## Passage
---

The grey silky-flycatcher is 18.5 to 21 cm long. It is a slender bird with a prominent crest and a long tail. Adult males of the nominate subspecies P. c. cinereus have dusky lores, a white patch above the lores, a thin white eye-ring, and a white or brownish white chin and cheeks on an otherwise blue-gray head and crest. Their upperparts are blue-gray. Their flight feathers are black. Their central pair of tail feathers are black and the rest have a black base, a white upper half, and black lower half. Their throat and breast are gray, their belly whitish, their flanks golden-olive or yellow, and their undertail coverts bright yellow. Adult females have a gray head and crest with a white eye-ring, grayish brown upperparts, brown sides and flanks, and a white belly. Both sexes have a dark iris, a black bill, and black legs and feet. Juveniles resemble adult females with paler underparts.

Males of subspecies P. c. molybdophanes have deeper bluish gray upperparts than the nominate and have olive-green flanks. Females are overall darker than the nominate except for having the same bright yellow undertail coverts. Males of P. c. otofuscus have upperparts colored midway between the nominate's and molybdophaness. They have darker ear coverts and the whitish of their belly is more extensive than the nominate's. Females have a grayer back, lighter rump and uppertail coverts, and a darker breast than the nominate. Males of P. c. pallescens are paler and grayer than the nominate, with grayer ear coverts and grayish white (not brownish white) loral spot, chin, and throat. Females are paler and less brown than the nominate, with more contrast between a gray crown and throat and the back and breast.

==Distribution and habitat==

The subspecies of the grey silky-flycatcher are found thus:

- P. c. cinereus: from southern Coahuila, southern Nuevo León, and Jalisco south to southern and western Michoacán and Oaxaca in central and eastern Mexico
- P. c. otofuscus: southern Sonora, southwestern Chihuahua, eastern Sinaloa, western Durango, and western Zacatecas in northwestern Mexico
- P. c. pallescens: eastern Michoacán and Guerrero in southwestern Mexico
- P. c. molybdophanes: from Chiapas in southern Mexico south into south-central Guatemala

The species has also been recorded as a vagrant in southern and western Texas.

The grey silky-flycatcher inhabits pine, pine-oak, and juniper forest in the subtropical and temperate zones. It also occurs in pine savanna and rarely in cloudforest. Sources differ on its overall elevational range; one states it is 1100 to 3200 m and another mostly 1000 to 3500 m and lower in winter. In Guatemala it is found from 1200 to 3050 m but mostly above 1700 m.

==Behavior==
===Movement===

The grey silky-flycatcher is overall a year-round resident. Some individuals move lower in winter and may wander into habitat adjacent to their usual one. Some may withdraw from northwestern Mexico in winter.

---

Retype the grey silky-flycatcher text from "The species has" up to and including "above 1700 m.".

---

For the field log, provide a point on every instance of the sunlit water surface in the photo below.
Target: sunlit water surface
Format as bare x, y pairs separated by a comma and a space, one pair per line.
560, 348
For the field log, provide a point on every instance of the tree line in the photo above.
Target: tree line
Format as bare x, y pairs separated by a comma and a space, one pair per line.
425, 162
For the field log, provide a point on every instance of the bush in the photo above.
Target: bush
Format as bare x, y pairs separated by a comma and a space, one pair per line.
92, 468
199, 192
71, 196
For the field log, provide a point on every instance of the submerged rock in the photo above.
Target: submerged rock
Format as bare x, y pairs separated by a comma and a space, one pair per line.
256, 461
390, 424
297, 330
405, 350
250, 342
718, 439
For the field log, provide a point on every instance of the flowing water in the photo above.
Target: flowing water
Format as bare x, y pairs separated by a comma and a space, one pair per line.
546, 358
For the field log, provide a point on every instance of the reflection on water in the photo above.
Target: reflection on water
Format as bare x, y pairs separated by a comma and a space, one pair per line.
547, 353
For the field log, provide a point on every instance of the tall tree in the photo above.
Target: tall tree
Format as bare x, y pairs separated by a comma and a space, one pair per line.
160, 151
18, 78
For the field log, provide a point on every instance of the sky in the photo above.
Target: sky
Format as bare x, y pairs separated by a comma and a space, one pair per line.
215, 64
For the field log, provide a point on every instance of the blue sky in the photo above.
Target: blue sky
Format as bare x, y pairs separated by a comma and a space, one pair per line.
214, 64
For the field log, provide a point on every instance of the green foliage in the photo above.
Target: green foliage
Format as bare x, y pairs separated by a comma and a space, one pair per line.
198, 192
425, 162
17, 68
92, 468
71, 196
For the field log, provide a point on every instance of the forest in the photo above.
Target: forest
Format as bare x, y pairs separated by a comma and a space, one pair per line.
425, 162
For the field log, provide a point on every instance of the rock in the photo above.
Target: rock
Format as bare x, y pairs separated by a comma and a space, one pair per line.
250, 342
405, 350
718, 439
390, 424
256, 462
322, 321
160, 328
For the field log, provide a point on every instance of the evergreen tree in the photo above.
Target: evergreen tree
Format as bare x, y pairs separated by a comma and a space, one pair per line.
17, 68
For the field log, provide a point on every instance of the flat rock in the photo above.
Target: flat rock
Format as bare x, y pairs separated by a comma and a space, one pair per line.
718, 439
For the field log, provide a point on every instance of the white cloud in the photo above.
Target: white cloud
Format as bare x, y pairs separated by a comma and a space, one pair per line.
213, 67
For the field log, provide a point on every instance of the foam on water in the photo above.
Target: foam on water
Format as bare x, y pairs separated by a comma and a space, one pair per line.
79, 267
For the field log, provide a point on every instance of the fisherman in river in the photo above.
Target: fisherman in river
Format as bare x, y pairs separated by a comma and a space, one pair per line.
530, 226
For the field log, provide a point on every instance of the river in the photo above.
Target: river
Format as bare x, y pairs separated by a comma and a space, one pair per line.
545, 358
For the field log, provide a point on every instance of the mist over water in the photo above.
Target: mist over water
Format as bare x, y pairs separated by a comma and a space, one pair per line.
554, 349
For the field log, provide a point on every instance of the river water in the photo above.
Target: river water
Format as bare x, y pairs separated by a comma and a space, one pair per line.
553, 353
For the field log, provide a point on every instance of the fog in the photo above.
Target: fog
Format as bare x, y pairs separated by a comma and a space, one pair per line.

---

## Exercise output
The species has also been recorded as a vagrant in southern and western Texas.

The grey silky-flycatcher inhabits pine, pine-oak, and juniper forest in the subtropical and temperate zones. It also occurs in pine savanna and rarely in cloudforest. Sources differ on its overall elevational range; one states it is 1100 to 3200 m and another mostly 1000 to 3500 m and lower in winter. In Guatemala it is found from 1200 to 3050 m but mostly above 1700 m.